Search the material for the word "bumper" and report each line where it turns up.

** Opening DATA SHOWN block **

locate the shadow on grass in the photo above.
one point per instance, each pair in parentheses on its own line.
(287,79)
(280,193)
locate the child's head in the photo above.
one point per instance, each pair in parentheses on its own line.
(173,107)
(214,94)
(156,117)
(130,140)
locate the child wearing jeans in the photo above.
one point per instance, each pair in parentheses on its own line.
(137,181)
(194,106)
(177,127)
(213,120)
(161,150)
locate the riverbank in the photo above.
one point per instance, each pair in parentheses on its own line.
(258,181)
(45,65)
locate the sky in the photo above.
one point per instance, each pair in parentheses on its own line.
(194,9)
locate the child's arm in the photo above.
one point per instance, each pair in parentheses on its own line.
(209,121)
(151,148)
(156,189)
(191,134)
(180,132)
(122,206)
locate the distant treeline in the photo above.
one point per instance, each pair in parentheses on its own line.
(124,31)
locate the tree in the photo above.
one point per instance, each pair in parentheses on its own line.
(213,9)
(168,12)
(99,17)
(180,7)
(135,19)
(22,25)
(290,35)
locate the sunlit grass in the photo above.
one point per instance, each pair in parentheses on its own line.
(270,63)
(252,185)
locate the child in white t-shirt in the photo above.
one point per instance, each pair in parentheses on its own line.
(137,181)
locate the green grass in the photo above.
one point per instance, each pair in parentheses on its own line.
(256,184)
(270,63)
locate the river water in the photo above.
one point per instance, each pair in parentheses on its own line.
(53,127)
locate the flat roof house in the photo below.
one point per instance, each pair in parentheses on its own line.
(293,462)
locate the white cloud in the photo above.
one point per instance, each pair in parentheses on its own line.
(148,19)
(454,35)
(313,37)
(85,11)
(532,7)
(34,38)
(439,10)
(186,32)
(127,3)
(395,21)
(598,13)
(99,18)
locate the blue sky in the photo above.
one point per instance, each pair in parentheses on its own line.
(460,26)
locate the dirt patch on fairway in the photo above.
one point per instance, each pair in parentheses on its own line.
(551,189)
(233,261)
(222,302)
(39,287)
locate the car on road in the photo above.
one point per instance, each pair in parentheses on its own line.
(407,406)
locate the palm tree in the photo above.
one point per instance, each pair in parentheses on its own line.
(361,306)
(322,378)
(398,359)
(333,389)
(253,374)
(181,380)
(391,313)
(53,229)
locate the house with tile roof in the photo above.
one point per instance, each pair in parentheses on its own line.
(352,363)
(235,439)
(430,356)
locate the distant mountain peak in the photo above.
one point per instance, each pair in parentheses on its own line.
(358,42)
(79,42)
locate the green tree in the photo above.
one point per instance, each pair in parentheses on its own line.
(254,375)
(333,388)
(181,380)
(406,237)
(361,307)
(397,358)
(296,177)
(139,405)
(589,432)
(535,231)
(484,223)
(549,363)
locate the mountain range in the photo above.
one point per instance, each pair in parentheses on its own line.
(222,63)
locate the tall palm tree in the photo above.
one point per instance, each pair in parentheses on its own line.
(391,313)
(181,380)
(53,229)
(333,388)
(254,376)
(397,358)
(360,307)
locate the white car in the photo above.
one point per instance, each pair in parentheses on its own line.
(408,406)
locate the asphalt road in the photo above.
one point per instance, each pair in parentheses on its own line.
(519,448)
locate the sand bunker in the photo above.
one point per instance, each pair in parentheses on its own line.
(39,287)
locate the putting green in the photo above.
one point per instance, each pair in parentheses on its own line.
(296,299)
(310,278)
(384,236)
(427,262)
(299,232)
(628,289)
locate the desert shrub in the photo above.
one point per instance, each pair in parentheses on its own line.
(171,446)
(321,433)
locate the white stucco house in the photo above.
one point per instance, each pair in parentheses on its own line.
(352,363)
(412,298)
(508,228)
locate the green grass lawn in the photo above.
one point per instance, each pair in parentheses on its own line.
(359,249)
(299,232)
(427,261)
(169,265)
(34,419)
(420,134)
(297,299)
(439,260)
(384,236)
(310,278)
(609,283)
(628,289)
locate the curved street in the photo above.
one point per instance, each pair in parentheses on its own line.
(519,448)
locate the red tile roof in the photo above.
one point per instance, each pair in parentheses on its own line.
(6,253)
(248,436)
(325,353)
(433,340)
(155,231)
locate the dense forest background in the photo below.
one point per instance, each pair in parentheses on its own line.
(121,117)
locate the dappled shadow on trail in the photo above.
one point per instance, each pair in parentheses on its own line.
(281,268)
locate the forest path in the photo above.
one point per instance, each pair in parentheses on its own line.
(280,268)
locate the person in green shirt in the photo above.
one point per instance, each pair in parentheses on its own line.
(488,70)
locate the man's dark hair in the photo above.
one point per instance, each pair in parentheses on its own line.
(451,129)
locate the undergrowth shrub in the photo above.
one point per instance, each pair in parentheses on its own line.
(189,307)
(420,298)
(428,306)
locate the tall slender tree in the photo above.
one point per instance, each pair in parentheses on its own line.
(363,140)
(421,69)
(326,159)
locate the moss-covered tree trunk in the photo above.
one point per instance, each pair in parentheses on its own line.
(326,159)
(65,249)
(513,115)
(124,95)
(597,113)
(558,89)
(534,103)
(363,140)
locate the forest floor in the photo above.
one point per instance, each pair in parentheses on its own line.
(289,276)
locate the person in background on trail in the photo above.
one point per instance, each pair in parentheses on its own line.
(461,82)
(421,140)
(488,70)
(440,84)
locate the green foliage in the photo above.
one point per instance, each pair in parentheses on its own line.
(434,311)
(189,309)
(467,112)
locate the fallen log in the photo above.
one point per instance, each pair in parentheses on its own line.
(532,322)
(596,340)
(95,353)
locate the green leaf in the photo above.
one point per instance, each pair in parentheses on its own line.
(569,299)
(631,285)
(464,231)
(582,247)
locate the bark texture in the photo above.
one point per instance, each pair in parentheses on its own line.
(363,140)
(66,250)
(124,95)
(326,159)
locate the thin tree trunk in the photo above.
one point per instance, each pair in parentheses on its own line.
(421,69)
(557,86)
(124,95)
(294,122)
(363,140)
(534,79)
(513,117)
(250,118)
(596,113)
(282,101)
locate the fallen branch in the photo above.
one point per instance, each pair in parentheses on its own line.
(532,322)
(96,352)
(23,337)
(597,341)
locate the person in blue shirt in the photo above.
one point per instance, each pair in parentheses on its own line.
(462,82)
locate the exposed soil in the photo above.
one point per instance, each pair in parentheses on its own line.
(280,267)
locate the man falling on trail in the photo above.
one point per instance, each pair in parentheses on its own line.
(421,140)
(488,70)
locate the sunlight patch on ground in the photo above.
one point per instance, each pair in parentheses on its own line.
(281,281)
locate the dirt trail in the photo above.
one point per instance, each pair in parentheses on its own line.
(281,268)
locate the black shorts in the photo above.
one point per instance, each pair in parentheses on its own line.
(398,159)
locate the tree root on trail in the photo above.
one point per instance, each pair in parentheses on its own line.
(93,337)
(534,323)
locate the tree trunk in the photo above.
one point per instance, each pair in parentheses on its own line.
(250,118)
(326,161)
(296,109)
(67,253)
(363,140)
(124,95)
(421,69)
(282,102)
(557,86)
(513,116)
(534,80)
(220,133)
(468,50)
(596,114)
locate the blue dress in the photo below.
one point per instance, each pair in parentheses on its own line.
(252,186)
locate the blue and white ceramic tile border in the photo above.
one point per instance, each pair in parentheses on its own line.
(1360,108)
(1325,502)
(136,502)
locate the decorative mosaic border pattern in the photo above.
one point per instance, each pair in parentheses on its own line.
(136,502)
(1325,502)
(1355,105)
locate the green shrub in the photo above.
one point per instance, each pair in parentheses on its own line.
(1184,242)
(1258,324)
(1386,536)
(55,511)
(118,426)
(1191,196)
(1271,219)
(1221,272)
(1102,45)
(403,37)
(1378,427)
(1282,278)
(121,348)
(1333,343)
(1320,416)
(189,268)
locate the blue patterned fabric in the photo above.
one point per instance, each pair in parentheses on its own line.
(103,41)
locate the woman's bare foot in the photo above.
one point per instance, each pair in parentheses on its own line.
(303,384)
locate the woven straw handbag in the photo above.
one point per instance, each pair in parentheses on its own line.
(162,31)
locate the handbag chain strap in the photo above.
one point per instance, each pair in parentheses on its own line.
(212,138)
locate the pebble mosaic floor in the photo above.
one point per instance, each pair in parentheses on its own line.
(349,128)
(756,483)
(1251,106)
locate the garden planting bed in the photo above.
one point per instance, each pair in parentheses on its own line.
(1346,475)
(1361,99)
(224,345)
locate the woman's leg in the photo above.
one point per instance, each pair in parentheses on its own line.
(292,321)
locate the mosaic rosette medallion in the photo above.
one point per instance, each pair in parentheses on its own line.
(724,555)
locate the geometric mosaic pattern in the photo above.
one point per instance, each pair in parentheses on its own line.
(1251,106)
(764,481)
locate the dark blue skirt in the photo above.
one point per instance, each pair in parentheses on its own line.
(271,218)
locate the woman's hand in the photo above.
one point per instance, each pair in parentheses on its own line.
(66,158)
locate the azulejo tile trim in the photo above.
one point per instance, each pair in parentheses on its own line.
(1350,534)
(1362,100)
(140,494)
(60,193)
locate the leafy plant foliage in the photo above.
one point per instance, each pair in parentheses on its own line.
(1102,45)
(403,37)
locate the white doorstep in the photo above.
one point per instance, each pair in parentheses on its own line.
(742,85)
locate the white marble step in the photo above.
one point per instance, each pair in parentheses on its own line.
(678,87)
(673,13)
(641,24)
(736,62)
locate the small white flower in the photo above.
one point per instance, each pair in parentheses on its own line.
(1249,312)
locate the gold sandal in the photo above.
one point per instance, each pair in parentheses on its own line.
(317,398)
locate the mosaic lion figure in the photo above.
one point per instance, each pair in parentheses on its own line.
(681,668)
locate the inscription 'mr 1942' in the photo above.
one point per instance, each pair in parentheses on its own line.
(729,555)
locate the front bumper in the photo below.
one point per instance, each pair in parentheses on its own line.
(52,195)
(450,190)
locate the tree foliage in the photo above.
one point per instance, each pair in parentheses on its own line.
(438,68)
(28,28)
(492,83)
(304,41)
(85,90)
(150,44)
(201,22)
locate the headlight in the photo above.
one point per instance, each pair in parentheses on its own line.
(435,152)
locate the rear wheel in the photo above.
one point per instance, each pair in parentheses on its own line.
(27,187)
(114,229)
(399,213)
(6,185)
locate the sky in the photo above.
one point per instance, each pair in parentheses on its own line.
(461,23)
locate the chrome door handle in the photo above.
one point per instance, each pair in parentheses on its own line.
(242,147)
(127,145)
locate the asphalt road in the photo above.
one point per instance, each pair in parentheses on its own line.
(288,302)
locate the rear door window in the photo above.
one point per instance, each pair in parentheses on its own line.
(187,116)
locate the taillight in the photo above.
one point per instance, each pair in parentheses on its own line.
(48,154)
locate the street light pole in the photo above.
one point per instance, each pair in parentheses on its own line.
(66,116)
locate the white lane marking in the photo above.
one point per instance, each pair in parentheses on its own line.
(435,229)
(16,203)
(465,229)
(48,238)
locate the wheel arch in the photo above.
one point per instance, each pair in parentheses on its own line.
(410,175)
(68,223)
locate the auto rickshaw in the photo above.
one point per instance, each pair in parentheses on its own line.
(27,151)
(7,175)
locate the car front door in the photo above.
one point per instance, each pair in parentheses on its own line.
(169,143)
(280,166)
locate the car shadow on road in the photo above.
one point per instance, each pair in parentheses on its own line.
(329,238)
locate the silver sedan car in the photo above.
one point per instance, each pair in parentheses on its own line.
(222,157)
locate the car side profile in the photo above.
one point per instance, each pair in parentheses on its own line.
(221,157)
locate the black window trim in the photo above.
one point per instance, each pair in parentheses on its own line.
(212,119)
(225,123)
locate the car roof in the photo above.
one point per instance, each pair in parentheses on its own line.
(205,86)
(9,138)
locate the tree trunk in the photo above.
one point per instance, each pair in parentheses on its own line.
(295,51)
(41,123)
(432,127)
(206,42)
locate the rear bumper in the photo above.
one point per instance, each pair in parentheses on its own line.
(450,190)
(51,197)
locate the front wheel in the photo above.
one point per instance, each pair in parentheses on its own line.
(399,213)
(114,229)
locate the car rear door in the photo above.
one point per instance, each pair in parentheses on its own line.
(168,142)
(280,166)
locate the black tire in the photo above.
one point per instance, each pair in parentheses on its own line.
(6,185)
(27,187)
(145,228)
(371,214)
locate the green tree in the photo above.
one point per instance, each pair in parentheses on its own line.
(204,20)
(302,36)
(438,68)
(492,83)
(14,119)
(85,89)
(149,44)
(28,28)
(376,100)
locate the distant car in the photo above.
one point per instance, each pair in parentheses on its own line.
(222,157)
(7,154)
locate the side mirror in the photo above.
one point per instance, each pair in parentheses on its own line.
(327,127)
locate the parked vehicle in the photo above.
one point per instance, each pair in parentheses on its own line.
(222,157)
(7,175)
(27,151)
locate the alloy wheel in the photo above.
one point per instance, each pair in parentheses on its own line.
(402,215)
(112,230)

** Closing DATA SHOWN block **

**RESPONSE AREA**
locate the front bumper in the photo below.
locate the rear bumper in the photo above.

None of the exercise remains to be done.